All of the entries below are to be copied without any alteration.

Stored data START

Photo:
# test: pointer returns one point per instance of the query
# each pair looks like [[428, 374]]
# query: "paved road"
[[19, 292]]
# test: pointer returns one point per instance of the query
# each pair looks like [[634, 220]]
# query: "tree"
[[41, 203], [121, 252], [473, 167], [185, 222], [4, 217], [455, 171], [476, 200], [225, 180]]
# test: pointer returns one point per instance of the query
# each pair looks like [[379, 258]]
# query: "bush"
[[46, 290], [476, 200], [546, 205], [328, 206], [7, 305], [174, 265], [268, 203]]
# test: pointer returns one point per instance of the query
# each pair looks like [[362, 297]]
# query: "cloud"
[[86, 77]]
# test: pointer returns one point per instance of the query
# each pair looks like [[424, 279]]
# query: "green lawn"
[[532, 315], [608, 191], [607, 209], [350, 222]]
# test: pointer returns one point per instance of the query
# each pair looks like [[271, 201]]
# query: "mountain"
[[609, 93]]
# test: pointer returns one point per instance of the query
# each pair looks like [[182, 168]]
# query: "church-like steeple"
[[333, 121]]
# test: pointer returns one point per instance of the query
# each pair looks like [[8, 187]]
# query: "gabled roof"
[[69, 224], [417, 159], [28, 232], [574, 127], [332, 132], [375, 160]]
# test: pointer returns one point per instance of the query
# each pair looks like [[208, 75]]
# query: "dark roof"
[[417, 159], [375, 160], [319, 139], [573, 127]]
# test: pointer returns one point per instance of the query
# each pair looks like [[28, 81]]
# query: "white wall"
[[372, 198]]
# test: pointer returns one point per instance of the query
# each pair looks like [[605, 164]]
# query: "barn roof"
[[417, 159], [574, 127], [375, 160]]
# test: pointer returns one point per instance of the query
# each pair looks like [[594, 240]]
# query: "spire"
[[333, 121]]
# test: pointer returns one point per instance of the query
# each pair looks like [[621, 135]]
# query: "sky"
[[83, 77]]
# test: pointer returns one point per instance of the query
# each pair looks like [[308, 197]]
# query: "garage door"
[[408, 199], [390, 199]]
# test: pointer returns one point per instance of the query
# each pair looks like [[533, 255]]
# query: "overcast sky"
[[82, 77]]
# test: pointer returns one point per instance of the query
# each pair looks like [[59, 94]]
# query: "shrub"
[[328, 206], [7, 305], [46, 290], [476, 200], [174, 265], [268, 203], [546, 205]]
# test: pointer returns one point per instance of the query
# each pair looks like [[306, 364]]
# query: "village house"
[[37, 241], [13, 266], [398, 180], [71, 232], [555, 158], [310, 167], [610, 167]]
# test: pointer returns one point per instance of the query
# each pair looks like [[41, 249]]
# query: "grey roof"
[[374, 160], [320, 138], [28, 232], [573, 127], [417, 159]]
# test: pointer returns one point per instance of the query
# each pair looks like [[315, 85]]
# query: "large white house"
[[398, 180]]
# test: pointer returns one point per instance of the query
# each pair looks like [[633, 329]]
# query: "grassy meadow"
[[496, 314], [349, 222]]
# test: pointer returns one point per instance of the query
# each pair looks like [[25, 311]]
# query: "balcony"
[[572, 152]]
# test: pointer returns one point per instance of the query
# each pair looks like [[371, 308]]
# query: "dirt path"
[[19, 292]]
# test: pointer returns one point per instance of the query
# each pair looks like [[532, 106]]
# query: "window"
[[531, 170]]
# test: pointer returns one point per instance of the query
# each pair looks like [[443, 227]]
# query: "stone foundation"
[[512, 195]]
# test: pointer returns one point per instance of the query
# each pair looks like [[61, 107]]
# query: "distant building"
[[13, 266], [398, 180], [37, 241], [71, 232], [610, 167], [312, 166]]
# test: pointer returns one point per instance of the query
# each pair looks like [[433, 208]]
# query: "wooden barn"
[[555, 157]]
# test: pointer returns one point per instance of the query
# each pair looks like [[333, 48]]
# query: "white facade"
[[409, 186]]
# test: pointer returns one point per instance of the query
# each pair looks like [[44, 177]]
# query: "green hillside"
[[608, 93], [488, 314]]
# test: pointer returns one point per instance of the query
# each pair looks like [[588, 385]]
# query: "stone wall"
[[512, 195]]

Stored data END

● **Reply**:
Photo:
# test: pointer returns one point per instance of the query
# each pair looks like [[428, 374]]
# query: "paved road"
[[19, 292]]
# test: pointer returns one point per instance of the query
# each pair looks like [[634, 220]]
# query: "tree"
[[41, 203], [121, 252], [473, 167], [185, 222], [4, 217], [455, 171], [476, 200], [225, 180]]
# test: pointer returns one point per instance of the query
# each pair looks like [[379, 258]]
# query: "bush"
[[46, 290], [476, 200], [546, 205], [328, 206], [7, 305], [174, 265], [268, 203]]
# test: pointer returns one point per instance of the query
# each pair looks like [[362, 297]]
# query: "cloud"
[[86, 77]]
# test: pointer returns one point per instance of the query
# each pair looks like [[424, 279]]
# query: "green lawn"
[[532, 315], [608, 191], [607, 209], [350, 222]]
# test: pointer returns one point per instance of the query
# each pair looks like [[271, 201]]
# query: "mountain"
[[609, 93]]
# test: pointer returns one point per instance of the query
# each pair looks like [[182, 168]]
# query: "church-like steeple"
[[333, 121]]
# test: pointer returns one point per instance of the query
# each pair looks like [[8, 187]]
# query: "gabled roof"
[[69, 224], [417, 159], [28, 232], [574, 127], [332, 132], [375, 160]]
# test: pointer returns one point per instance of the query
# each pair looks like [[208, 75]]
# query: "dark roof"
[[417, 159], [375, 160], [319, 139], [573, 127]]
# test: pointer returns one point per instance of the query
# each pair looks like [[28, 81]]
# query: "white wall"
[[372, 198]]
# test: pointer returns one point per instance of the query
# each pair looks like [[605, 164]]
# query: "barn roof"
[[417, 159], [574, 127], [375, 160]]
# test: pointer returns one point per instance of the query
# each pair looks like [[594, 240]]
# query: "spire"
[[333, 121]]
# test: pointer returns one point per instance of the query
# each pair looks like [[621, 135]]
# query: "sky"
[[83, 77]]
# test: pointer returns one point per instance of the query
# each pair looks like [[308, 197]]
# query: "garage door"
[[408, 199], [390, 199]]
# test: pointer returns one point per instance of the query
# each pair looks like [[533, 255]]
# query: "overcast sky"
[[82, 77]]
# test: pointer returns one point per instance of the query
# each pair looks like [[59, 94]]
# query: "shrub"
[[328, 206], [7, 305], [46, 290], [476, 200], [174, 265], [268, 203], [546, 205]]
# test: pointer returns one point per instance of the query
# each pair looks like [[306, 364]]
# query: "village house"
[[37, 241], [13, 266], [398, 180], [71, 232], [555, 158], [310, 167], [610, 167]]
# test: pointer returns one point per instance of the query
# each pair looks like [[41, 249]]
# query: "grey roof"
[[374, 160], [320, 138], [28, 232], [573, 127], [417, 159]]
# test: pointer returns one point per instance of the query
# each pair looks like [[315, 85]]
# query: "large white house"
[[398, 180]]
# test: pointer returns one point per instance of the query
# each pair looks like [[633, 329]]
# query: "grassy meadow"
[[496, 314], [349, 222]]
# test: pointer returns one point per instance of the query
# each pair looks like [[25, 311]]
# query: "balcony"
[[572, 152]]
# test: pointer returns one point per instance of the query
# each pair looks like [[371, 308]]
# query: "dirt path"
[[19, 292]]
# test: pointer returns one point per instance of the query
# each pair looks like [[532, 106]]
# query: "window"
[[531, 170]]
# test: pointer returns one point per instance of the query
# each pair looks like [[443, 227]]
# query: "stone foundation"
[[512, 195]]
# test: pointer returns one point per instance of the query
# each pair looks like [[61, 107]]
# query: "distant building"
[[13, 266], [398, 180], [37, 241], [71, 232], [610, 167], [312, 166]]
# test: pointer returns one point per instance of the query
# each pair looks like [[433, 208]]
# query: "wooden barn"
[[555, 157]]
# test: pointer returns one point per instance of the query
# each pair looks like [[333, 48]]
# query: "white facade"
[[409, 186]]
# test: pointer returns one point per instance of the query
# each pair looks like [[44, 177]]
# query: "green hillside"
[[608, 93], [488, 314]]
# test: pointer returns one point per instance of the query
# each pair looks like [[588, 385]]
# query: "stone wall"
[[512, 195]]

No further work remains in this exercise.